>> Start Material provided

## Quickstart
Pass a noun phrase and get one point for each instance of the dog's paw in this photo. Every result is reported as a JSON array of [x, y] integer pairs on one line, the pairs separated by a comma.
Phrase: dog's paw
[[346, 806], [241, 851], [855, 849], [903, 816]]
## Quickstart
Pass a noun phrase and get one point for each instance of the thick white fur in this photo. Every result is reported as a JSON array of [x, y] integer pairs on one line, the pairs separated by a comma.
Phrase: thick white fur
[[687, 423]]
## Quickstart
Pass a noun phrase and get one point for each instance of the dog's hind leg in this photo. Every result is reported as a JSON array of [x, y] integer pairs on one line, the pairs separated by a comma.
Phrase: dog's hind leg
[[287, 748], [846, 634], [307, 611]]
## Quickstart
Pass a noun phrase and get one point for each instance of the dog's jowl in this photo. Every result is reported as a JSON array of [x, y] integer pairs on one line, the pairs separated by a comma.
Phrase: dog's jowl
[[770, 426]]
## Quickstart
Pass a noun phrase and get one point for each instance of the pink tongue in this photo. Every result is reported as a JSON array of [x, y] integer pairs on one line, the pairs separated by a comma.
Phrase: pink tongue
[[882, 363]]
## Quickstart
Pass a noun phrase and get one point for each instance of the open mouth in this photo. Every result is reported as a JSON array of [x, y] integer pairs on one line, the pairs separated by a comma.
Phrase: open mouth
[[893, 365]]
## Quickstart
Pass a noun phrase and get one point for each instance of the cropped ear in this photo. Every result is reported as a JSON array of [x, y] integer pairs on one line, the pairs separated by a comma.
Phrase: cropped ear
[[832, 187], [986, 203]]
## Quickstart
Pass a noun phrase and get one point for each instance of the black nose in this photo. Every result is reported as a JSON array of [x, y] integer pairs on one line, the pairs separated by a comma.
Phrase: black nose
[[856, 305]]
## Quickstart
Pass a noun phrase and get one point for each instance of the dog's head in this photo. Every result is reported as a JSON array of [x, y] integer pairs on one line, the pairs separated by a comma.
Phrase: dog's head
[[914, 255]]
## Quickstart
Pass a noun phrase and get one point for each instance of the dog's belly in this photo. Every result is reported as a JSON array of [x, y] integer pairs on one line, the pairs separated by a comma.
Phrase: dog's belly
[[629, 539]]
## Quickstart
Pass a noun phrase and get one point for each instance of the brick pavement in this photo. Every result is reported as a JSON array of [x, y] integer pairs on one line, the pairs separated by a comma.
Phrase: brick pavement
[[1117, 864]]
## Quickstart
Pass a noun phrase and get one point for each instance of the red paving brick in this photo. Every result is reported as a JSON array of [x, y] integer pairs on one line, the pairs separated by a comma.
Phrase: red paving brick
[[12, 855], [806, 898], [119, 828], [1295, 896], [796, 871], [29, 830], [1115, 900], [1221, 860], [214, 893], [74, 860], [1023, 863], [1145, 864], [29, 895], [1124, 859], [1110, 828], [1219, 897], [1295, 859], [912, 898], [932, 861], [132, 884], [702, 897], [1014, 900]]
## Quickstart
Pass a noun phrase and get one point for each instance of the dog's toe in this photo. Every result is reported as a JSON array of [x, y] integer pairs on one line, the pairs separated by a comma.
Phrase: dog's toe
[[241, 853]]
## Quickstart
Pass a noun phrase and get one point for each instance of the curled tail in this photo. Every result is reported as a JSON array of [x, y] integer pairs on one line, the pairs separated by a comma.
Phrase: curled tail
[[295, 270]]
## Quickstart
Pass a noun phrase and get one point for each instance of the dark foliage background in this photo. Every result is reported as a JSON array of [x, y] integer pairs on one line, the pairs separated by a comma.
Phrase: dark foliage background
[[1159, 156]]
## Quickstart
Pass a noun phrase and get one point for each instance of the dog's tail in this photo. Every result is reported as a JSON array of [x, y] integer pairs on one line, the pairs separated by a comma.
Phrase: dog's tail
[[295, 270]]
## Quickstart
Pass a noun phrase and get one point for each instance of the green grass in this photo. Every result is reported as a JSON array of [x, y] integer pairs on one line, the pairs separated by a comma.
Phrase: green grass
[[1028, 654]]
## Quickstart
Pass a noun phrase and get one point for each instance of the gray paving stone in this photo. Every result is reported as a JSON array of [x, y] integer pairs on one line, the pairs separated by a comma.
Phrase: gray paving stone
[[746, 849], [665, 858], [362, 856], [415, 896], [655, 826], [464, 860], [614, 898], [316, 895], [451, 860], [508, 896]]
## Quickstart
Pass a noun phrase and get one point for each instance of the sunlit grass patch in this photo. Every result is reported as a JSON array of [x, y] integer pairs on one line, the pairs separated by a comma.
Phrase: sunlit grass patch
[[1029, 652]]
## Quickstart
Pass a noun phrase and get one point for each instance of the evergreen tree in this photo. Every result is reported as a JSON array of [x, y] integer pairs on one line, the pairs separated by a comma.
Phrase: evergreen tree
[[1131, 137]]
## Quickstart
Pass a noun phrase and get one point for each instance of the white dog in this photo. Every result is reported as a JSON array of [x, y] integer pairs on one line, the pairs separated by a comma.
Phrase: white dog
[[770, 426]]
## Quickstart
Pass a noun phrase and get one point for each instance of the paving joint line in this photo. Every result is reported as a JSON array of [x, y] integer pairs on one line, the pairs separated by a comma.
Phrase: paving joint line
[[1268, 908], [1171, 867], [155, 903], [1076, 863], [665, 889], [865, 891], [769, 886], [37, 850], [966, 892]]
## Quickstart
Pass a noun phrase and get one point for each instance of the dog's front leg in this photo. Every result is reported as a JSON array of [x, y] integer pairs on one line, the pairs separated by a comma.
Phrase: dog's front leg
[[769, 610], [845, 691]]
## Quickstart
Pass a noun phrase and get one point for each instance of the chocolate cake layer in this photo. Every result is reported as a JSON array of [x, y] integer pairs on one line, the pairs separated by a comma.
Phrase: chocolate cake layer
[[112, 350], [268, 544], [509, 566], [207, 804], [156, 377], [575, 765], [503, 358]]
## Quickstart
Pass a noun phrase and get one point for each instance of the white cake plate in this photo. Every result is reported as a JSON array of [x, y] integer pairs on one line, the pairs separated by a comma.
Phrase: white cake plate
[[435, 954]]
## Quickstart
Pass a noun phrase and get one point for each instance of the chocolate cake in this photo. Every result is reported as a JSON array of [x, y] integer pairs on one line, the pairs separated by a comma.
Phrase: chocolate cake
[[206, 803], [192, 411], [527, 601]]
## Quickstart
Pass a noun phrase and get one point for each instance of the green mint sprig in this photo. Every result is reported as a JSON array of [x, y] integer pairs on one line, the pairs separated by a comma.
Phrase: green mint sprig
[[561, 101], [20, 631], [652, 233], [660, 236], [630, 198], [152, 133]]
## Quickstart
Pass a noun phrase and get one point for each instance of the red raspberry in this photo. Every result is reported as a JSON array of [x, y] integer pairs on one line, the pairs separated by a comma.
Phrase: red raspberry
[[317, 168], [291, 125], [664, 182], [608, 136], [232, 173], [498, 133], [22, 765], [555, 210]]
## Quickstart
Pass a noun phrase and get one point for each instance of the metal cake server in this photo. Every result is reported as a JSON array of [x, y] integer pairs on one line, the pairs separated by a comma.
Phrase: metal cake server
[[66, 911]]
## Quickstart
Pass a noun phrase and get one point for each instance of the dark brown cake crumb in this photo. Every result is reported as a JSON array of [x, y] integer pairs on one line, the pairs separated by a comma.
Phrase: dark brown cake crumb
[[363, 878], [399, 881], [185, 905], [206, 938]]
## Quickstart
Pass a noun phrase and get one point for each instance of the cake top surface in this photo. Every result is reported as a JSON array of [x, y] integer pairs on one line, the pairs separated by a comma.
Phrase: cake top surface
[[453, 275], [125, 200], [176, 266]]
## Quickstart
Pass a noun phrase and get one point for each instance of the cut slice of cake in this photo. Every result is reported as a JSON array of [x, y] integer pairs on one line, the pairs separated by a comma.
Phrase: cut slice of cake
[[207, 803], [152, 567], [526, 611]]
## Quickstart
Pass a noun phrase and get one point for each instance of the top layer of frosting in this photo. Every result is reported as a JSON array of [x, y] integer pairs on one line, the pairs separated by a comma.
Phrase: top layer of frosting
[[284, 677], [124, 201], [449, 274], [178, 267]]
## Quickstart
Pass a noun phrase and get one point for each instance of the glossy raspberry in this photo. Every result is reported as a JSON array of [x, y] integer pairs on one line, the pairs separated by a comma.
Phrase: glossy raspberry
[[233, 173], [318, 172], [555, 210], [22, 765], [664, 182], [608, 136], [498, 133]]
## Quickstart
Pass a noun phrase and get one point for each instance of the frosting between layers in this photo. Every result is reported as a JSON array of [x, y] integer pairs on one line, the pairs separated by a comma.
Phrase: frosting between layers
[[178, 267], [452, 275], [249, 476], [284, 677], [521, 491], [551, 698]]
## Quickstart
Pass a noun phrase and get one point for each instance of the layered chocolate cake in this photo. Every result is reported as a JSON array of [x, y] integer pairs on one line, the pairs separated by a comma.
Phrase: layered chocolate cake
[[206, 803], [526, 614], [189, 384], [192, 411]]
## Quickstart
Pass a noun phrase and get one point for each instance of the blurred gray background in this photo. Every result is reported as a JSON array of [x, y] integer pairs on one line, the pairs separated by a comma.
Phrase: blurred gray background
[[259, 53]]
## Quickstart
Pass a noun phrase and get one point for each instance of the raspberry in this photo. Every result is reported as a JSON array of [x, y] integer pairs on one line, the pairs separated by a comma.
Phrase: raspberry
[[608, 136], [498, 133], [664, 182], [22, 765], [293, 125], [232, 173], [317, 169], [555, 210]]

>> End Material provided

» Short problem: Tally the lines of the listing above that contain the string "chocolate", and give only that number.

» Completed task: 6